[Stored records]
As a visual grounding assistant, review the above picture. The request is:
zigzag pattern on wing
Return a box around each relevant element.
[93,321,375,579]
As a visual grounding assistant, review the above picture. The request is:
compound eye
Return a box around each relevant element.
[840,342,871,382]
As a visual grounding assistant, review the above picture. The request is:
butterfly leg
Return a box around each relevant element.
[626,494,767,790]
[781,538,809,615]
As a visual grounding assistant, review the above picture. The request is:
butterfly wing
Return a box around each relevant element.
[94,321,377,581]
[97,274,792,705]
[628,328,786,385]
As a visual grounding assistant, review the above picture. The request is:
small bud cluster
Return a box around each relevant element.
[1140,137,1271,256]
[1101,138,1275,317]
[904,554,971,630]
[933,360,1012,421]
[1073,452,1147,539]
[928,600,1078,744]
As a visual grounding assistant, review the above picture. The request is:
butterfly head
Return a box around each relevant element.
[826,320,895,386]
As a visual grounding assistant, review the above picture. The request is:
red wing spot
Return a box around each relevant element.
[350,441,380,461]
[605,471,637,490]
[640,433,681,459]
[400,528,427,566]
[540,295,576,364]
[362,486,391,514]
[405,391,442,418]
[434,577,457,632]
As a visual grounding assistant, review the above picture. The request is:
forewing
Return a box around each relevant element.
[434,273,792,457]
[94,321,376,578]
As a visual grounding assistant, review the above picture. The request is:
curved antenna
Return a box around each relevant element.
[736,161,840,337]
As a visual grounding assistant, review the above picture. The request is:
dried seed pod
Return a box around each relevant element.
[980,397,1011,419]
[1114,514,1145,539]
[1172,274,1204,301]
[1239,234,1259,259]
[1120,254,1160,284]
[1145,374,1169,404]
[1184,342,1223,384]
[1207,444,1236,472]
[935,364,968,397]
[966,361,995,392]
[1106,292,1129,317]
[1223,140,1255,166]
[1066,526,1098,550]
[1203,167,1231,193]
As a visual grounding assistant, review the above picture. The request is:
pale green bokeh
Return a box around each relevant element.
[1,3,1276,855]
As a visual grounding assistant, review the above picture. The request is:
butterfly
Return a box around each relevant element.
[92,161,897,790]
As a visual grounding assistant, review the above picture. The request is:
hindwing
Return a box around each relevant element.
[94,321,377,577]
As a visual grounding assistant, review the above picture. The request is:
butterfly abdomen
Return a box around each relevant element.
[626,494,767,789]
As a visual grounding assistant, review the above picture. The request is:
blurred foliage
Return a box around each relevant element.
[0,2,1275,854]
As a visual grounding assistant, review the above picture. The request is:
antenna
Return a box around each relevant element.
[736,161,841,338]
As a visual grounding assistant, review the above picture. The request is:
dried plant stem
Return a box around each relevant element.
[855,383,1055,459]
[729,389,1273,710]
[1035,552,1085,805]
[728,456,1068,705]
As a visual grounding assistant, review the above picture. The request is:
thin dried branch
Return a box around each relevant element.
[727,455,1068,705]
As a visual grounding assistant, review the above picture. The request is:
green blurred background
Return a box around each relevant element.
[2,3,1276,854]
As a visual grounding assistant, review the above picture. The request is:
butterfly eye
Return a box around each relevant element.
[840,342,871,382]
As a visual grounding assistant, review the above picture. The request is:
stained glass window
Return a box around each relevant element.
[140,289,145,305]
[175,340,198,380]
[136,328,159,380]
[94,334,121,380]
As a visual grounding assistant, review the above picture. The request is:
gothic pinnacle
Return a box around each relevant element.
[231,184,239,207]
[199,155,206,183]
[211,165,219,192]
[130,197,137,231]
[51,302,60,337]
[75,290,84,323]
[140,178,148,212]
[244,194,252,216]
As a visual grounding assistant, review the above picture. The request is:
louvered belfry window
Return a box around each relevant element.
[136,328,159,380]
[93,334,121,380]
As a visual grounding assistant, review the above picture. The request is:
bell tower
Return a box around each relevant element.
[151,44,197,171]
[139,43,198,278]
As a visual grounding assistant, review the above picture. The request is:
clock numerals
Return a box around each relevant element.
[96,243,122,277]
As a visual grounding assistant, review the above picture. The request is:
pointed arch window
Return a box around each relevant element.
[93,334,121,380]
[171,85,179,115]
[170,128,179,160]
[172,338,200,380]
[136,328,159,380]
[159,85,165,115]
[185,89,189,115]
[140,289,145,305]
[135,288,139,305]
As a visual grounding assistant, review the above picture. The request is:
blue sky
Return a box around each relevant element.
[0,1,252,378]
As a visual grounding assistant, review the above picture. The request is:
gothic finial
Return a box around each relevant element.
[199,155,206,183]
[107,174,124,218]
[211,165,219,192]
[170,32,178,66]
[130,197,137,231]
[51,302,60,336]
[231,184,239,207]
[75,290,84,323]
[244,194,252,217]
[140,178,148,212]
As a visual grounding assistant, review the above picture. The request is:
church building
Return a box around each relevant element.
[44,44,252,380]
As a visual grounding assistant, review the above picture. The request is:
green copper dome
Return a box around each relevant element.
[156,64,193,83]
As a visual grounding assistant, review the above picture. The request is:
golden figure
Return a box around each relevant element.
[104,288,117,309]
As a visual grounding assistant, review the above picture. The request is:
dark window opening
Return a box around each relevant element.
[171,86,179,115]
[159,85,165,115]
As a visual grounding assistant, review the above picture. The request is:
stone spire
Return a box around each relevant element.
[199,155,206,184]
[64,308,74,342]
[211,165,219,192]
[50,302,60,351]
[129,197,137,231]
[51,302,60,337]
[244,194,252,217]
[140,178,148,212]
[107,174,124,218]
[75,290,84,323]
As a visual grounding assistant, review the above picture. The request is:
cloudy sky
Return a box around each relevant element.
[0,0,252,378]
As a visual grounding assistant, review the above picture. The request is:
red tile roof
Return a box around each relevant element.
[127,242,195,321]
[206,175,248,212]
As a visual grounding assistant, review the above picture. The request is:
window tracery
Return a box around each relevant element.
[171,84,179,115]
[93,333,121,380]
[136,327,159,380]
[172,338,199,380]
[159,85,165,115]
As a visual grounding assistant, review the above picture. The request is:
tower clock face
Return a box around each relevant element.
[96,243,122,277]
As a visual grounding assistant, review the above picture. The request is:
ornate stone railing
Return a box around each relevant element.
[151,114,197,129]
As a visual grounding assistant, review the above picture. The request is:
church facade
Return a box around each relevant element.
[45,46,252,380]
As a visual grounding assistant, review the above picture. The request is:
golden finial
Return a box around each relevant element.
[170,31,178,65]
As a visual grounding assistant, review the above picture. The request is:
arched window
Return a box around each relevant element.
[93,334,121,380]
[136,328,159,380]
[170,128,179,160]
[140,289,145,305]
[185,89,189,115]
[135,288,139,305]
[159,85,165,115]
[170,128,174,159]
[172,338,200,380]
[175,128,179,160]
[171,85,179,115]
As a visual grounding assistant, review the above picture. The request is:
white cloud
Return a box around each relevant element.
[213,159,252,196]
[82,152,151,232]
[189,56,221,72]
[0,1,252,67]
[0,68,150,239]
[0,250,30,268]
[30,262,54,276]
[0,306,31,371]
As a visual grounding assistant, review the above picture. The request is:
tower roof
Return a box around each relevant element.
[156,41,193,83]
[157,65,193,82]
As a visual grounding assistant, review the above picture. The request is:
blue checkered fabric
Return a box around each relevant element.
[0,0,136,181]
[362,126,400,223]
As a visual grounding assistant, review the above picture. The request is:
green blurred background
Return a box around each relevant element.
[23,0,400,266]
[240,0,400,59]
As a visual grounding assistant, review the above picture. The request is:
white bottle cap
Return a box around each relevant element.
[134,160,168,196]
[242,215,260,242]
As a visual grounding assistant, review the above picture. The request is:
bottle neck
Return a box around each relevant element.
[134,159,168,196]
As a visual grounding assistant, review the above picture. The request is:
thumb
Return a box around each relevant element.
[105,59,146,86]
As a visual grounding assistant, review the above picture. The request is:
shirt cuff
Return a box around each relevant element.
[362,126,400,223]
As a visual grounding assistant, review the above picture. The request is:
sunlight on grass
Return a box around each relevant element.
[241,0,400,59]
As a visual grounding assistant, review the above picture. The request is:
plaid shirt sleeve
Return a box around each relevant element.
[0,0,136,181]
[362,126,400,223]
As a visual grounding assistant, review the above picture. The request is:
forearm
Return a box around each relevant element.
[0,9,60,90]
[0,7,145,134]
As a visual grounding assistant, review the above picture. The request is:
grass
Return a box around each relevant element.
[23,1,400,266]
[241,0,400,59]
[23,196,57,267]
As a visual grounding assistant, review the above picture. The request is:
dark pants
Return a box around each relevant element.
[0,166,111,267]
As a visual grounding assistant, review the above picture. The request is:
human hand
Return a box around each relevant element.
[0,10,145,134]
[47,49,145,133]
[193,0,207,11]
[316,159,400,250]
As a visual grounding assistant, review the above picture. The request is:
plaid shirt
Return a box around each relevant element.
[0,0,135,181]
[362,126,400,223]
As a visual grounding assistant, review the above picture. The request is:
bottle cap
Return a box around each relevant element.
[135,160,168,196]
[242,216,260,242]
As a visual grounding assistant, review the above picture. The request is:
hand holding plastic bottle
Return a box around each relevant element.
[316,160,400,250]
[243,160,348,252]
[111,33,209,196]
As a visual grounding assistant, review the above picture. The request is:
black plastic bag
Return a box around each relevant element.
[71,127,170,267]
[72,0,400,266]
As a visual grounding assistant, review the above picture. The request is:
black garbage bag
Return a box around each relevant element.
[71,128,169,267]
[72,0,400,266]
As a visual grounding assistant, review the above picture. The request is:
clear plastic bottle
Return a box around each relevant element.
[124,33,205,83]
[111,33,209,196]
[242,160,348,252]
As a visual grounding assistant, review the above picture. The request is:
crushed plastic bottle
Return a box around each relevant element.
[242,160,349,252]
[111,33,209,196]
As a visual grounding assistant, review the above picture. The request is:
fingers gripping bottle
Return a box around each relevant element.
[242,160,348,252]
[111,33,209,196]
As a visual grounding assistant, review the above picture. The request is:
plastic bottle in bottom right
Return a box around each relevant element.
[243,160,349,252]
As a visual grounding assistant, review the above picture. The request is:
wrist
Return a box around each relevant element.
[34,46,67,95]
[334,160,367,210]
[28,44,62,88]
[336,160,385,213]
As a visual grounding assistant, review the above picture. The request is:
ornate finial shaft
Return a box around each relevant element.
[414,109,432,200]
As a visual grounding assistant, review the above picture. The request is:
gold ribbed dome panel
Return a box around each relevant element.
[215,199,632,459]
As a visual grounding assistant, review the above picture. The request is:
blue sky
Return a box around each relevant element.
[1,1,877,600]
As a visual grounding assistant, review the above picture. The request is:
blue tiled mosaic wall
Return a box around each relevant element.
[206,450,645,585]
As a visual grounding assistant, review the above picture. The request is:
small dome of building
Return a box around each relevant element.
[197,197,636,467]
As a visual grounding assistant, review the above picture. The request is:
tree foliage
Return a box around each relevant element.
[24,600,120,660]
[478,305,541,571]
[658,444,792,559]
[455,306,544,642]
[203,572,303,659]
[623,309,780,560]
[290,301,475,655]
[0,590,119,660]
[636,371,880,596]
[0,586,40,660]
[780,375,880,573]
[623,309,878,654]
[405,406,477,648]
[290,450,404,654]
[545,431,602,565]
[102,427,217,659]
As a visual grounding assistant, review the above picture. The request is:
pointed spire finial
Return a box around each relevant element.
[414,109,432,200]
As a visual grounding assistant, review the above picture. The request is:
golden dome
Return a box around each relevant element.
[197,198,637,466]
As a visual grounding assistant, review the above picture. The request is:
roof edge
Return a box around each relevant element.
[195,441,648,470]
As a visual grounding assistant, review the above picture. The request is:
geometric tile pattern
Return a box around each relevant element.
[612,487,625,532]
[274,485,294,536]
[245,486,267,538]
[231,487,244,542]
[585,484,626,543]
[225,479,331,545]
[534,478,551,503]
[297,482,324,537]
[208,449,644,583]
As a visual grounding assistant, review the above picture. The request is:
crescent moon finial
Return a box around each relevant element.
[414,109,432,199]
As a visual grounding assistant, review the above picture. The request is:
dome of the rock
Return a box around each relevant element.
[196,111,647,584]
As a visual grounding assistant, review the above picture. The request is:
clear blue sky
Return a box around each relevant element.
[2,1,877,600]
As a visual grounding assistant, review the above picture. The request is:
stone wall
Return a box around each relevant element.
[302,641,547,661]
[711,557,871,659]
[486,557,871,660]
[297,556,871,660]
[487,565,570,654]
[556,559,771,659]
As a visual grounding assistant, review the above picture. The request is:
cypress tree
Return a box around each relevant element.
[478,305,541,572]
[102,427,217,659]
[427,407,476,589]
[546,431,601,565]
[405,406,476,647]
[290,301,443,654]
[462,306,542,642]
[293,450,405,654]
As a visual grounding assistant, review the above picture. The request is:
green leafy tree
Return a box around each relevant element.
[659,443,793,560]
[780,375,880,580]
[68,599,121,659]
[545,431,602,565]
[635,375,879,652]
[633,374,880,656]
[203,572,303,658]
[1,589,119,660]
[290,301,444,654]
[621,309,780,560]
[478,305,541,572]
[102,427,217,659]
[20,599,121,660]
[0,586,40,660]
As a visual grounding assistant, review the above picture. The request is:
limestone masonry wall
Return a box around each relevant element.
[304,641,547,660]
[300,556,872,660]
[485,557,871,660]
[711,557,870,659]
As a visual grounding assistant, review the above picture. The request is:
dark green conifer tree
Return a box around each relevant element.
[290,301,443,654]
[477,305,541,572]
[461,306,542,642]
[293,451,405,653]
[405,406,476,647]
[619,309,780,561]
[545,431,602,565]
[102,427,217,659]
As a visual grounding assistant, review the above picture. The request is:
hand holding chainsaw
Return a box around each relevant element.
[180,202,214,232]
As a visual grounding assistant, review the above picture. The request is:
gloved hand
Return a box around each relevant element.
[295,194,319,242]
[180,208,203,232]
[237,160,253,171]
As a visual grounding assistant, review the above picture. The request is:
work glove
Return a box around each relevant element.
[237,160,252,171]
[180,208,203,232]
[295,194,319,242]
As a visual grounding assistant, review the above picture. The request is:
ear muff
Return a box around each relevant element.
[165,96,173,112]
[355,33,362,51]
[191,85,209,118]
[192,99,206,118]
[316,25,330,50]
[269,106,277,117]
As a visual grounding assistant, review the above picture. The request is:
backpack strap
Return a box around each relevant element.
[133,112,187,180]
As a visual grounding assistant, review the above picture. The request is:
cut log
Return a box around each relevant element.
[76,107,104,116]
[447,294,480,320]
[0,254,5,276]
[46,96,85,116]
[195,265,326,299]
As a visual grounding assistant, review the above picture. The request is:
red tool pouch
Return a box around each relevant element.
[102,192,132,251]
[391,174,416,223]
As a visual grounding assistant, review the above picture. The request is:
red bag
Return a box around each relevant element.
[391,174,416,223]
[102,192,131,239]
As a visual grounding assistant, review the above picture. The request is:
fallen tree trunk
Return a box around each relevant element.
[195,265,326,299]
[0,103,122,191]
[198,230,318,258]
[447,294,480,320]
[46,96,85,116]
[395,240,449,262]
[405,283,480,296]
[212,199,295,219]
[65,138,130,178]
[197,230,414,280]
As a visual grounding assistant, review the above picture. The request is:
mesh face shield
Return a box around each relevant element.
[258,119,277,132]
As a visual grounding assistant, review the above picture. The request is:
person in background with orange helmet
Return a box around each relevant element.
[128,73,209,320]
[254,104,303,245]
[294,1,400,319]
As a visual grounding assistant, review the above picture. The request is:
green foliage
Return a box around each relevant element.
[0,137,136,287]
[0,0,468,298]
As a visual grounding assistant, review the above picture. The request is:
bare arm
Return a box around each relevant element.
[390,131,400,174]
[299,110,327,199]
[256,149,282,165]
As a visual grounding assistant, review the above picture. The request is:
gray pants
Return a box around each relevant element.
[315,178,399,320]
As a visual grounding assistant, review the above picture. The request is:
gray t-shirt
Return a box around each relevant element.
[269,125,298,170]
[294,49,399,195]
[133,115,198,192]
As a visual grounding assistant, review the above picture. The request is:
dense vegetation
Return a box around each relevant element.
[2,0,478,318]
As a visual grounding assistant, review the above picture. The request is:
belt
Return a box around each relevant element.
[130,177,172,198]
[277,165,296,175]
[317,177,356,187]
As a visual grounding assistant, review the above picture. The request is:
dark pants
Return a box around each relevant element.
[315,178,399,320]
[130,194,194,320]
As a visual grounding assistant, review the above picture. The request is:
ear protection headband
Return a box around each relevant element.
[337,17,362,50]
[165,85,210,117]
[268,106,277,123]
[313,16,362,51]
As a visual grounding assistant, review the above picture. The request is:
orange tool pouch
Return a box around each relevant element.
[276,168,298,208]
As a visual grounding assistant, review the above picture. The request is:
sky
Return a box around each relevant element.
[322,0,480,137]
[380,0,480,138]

YOUR GOAL: Nothing but the lines from the top of the records down to the line with "red wing spot" belongs in the answer; repeat them exactly.

SOLUTION:
As a visual grounding assistant, review the above picture. The request is:
zigzag pattern on wing
Return a box around each relevant element.
[93,321,375,579]
As a visual grounding assistant, review the above picture. The request is:
compound eye
Return a box around each relevant element.
[840,342,871,382]
As a visual grounding assistant, review the above picture. The request is:
butterfly leg
Return a box around each relevant element.
[626,494,767,790]
[781,538,809,615]
As a visual grounding assistant, review the above picture. The request is:
butterfly wing
Return a box around each relevant element.
[94,321,377,581]
[97,274,792,705]
[628,328,786,385]
As a visual grounding assistant, review the above picture. The request is:
small bud cluster
Return a box around each relevant element.
[1140,137,1271,256]
[1101,138,1275,317]
[904,554,971,630]
[933,360,1012,421]
[1073,452,1147,539]
[928,600,1078,744]
As a visual grounding assistant, review the above picture. The request is:
butterfly head
Return a box around each relevant element.
[826,320,895,386]
As a visual grounding assistant, review the above picture. The request is:
red wing spot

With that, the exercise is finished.